What you have to do
The records that follow must all be duplicated exactly.

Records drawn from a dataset
Content starts

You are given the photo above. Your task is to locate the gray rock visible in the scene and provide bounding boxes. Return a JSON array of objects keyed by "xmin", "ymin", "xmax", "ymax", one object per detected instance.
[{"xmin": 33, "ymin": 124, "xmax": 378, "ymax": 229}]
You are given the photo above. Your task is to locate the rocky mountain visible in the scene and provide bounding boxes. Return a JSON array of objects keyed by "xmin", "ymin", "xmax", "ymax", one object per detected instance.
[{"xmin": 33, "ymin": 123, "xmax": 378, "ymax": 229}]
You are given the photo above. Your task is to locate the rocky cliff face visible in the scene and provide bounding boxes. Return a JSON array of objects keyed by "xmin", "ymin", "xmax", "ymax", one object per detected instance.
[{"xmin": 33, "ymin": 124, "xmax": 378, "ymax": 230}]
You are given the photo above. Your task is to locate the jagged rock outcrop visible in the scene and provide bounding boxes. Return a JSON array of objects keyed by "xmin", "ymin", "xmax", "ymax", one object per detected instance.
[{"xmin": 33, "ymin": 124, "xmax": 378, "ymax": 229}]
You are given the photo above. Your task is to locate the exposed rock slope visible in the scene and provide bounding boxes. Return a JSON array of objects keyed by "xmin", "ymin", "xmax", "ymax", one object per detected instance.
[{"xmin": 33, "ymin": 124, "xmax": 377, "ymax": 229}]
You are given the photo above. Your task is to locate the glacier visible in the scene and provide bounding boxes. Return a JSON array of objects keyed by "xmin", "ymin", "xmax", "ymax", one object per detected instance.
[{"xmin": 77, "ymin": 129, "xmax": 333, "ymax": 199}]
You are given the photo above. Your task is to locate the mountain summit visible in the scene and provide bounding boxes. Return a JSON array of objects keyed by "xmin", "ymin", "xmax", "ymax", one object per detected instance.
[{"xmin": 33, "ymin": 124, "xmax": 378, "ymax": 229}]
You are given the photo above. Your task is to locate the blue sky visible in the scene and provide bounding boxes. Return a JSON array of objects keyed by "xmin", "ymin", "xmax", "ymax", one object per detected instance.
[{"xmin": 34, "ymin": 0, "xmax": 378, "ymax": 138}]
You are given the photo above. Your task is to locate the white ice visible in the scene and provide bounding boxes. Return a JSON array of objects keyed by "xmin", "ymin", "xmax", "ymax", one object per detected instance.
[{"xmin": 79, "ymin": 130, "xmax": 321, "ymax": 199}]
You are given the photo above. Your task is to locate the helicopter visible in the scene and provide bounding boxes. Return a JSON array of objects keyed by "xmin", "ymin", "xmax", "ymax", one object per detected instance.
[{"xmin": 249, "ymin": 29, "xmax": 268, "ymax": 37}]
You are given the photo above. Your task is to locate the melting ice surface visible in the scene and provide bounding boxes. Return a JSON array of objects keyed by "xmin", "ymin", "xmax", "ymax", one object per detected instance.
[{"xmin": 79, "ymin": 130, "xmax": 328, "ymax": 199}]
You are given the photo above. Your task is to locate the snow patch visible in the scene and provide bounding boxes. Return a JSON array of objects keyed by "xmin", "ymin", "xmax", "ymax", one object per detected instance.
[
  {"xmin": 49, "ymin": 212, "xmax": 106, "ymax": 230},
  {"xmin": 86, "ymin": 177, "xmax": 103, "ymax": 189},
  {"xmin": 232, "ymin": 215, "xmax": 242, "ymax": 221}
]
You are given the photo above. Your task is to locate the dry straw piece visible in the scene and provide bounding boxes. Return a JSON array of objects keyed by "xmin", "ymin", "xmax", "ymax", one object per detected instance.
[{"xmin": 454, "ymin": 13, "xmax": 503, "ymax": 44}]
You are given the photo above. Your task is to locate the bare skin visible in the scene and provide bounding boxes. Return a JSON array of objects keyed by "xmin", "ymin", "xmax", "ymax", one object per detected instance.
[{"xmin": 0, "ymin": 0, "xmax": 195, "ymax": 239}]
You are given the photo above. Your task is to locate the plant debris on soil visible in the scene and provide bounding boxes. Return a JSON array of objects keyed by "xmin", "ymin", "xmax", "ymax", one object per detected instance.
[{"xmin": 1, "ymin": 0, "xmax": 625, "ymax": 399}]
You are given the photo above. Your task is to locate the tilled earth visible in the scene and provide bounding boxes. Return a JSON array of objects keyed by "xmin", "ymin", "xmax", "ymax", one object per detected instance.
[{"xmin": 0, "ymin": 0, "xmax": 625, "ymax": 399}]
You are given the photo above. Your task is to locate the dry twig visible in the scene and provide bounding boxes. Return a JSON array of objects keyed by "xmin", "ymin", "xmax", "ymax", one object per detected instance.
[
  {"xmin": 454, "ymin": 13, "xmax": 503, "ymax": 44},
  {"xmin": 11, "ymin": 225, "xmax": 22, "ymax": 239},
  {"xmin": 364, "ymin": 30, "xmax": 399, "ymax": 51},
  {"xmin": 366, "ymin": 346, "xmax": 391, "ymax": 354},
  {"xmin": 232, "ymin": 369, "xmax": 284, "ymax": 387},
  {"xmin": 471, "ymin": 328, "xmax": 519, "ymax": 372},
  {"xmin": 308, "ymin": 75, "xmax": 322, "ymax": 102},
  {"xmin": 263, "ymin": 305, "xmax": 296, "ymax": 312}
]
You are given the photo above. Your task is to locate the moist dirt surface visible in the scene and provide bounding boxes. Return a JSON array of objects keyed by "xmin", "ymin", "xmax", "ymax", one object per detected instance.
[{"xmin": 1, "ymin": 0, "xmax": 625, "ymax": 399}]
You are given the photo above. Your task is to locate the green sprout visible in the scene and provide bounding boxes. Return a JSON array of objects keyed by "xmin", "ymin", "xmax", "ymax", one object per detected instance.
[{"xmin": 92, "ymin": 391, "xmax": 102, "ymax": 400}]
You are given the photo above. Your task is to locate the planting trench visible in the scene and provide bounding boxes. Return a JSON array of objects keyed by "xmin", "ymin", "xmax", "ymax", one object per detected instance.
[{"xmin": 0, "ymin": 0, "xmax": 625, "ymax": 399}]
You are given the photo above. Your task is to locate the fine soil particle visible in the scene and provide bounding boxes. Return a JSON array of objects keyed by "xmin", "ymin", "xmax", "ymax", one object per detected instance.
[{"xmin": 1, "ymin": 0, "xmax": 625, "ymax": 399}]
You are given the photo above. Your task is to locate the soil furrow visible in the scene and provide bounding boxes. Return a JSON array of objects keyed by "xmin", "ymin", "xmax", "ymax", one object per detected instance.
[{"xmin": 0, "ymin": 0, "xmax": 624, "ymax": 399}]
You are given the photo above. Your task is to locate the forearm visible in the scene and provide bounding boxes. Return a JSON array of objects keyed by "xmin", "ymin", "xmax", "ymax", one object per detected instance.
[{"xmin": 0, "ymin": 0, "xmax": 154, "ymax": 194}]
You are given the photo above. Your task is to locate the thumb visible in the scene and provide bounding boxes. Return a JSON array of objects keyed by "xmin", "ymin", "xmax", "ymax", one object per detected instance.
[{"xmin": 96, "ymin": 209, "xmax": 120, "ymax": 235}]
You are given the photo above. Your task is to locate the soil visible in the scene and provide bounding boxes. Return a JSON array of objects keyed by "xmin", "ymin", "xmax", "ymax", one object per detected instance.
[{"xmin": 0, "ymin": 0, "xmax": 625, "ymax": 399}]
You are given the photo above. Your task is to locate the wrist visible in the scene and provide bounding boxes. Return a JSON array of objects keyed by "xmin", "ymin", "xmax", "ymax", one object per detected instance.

Content ends

Answer section
You are given the photo above. Your task is to locate the gray rock visible in the scene and provide bounding boxes. Return a JSON array of objects keyed by "xmin", "ymin", "xmax", "ymax", one object per detected instance.
[{"xmin": 33, "ymin": 124, "xmax": 378, "ymax": 229}]
You are given the photo above. Your task is to locate the rocky mountain visible in the scene and provide bounding boxes. Return a JSON array of objects keyed by "xmin", "ymin", "xmax", "ymax", one object per detected instance.
[{"xmin": 33, "ymin": 123, "xmax": 378, "ymax": 229}]
You are given the photo above. Your task is to locate the rocky cliff face visible in the scene and provide bounding boxes. Return a JSON array of objects keyed by "xmin", "ymin", "xmax", "ymax", one object per detected instance.
[{"xmin": 33, "ymin": 124, "xmax": 378, "ymax": 230}]
You are given the photo above. Your task is to locate the jagged rock outcrop visible in the scene and provide bounding boxes. Return a JSON array of objects keyed by "xmin", "ymin", "xmax", "ymax", one object per detected instance.
[{"xmin": 33, "ymin": 124, "xmax": 378, "ymax": 229}]
You are given the photo above. Your task is to locate the exposed rock slope visible in the scene and provide bounding boxes. Return a JSON array of objects keyed by "xmin", "ymin", "xmax", "ymax", one object per detected instance.
[{"xmin": 33, "ymin": 124, "xmax": 377, "ymax": 229}]
You are given the photo above. Your task is to locate the glacier visible in the scene and provide bounding boxes. Return a JSON array of objects keyed by "xmin", "ymin", "xmax", "ymax", one object per detected instance.
[{"xmin": 77, "ymin": 129, "xmax": 333, "ymax": 199}]
You are given the photo above. Your task is to locate the mountain summit visible in the scene and provide bounding boxes. Return a JSON array of objects keyed by "xmin", "ymin", "xmax", "ymax", one object per detected instance.
[{"xmin": 33, "ymin": 124, "xmax": 378, "ymax": 229}]
You are given the photo above. Your task is to locate the blue sky visible in the scene and provide bounding boxes. Return a JSON array of objects keyed by "xmin", "ymin", "xmax", "ymax", one object per detected instance.
[{"xmin": 34, "ymin": 0, "xmax": 378, "ymax": 138}]
You are given the photo above. Your task is to locate the white ice visible in the scene and provide bounding boxes. Return a JSON array of objects keyed by "xmin", "ymin", "xmax", "ymax", one object per detected instance.
[{"xmin": 79, "ymin": 130, "xmax": 321, "ymax": 199}]
You are given the photo above. Your task is to locate the helicopter visible in the scene and provide bounding boxes. Return a JSON array of objects keyed by "xmin", "ymin", "xmax", "ymax", one object per detected instance.
[{"xmin": 249, "ymin": 29, "xmax": 268, "ymax": 37}]
You are given the photo above. Your task is to locate the melting ice surface visible in the scene and provide bounding boxes. Return a JSON array of objects keyed by "xmin", "ymin", "xmax", "ymax", one object per detected instance.
[{"xmin": 79, "ymin": 130, "xmax": 328, "ymax": 199}]
You are given the photo above. Your task is to locate the snow patch visible in the scene and provide bounding boxes. Return a JSON array of objects keyed by "xmin", "ymin", "xmax", "ymax", one object per detected instance.
[
  {"xmin": 49, "ymin": 212, "xmax": 106, "ymax": 230},
  {"xmin": 86, "ymin": 177, "xmax": 103, "ymax": 189},
  {"xmin": 232, "ymin": 215, "xmax": 242, "ymax": 221}
]
You are given the photo above. Your task is to locate the dry straw piece visible in the scene and provide bounding boxes. Return a JSON array of objects keyed by "xmin", "ymin", "xmax", "ymax", one object per detected instance.
[{"xmin": 454, "ymin": 13, "xmax": 503, "ymax": 44}]
You are given the photo above. Your task is to locate the bare skin visible in the scene and provide bounding boxes. Return a JSON array of objects keyed by "xmin", "ymin", "xmax", "ymax", one object per detected instance.
[{"xmin": 0, "ymin": 0, "xmax": 195, "ymax": 239}]
You are given the photo above. Your task is to locate the plant debris on soil visible in the scene and provide bounding boxes. Return a JSON array of objects keyed by "xmin", "ymin", "xmax", "ymax", one object per detected instance.
[{"xmin": 1, "ymin": 0, "xmax": 625, "ymax": 399}]
You are given the photo above. Your task is to locate the tilled earth visible in the scene and provide bounding boxes. Return a JSON array of objects keyed by "xmin", "ymin", "xmax", "ymax", one object per detected instance.
[{"xmin": 0, "ymin": 0, "xmax": 625, "ymax": 399}]
You are given the photo above. Your task is to locate the dry twig visible in the scene and provide bounding boxes. Return a JSON array of objects keyed by "xmin", "ymin", "xmax", "ymax", one object per detected instance.
[
  {"xmin": 454, "ymin": 13, "xmax": 503, "ymax": 44},
  {"xmin": 11, "ymin": 225, "xmax": 22, "ymax": 239},
  {"xmin": 364, "ymin": 30, "xmax": 399, "ymax": 51},
  {"xmin": 366, "ymin": 346, "xmax": 391, "ymax": 354},
  {"xmin": 232, "ymin": 369, "xmax": 284, "ymax": 387},
  {"xmin": 471, "ymin": 328, "xmax": 519, "ymax": 372},
  {"xmin": 308, "ymin": 75, "xmax": 322, "ymax": 102},
  {"xmin": 263, "ymin": 305, "xmax": 296, "ymax": 312}
]
You are given the photo above. Your task is to locate the moist dirt surface visible in the scene and provide bounding boxes. Return a JSON array of objects keyed by "xmin", "ymin", "xmax", "ymax", one object per detected instance.
[{"xmin": 1, "ymin": 0, "xmax": 625, "ymax": 399}]
You are given the photo above. Your task is to locate the green sprout visible in the scene and provide bounding boxes. Return a JSON array of objects keyed by "xmin", "ymin", "xmax", "ymax", one object per detected instance.
[{"xmin": 92, "ymin": 391, "xmax": 102, "ymax": 400}]
You are given the photo above. Your task is to locate the planting trench visible in the scene and provide bounding boxes. Return a JSON array of objects keyed by "xmin", "ymin", "xmax", "ymax", one object per detected instance.
[{"xmin": 0, "ymin": 0, "xmax": 625, "ymax": 399}]
You are given the photo above. Your task is to locate the fine soil particle visible in the scene and provide bounding boxes. Return a JSON array of objects keyed by "xmin", "ymin", "xmax", "ymax", one object per detected instance.
[{"xmin": 1, "ymin": 0, "xmax": 625, "ymax": 399}]
You are given the photo above. Your task is to locate the soil furrow visible in the scene and provide bounding boxes. Return a JSON array of objects keyed by "xmin", "ymin", "xmax", "ymax", one object per detected instance.
[{"xmin": 0, "ymin": 0, "xmax": 624, "ymax": 399}]
You are given the photo above. Your task is to locate the forearm visible in the scene and provide bounding boxes. Return a JSON array of objects keyed by "xmin", "ymin", "xmax", "ymax", one object per detected instance.
[{"xmin": 0, "ymin": 0, "xmax": 154, "ymax": 194}]
You are given the photo above. Your task is to locate the thumb visible in the scene and provide bounding boxes. Return a JSON array of objects keyed by "xmin", "ymin", "xmax", "ymax", one object per detected instance.
[{"xmin": 96, "ymin": 209, "xmax": 120, "ymax": 235}]
You are given the photo above. Your task is to locate the soil visible in the scene and provide bounding boxes. Return a JSON array of objects keyed by "xmin", "ymin", "xmax", "ymax", one object per detected instance.
[{"xmin": 0, "ymin": 0, "xmax": 625, "ymax": 399}]
You are given the photo above. Your task is to locate the wrist visible in the scene and provide bounding boxes. Return a JSON array of objects keyed by "xmin", "ymin", "xmax", "ymax", one object per detected instance.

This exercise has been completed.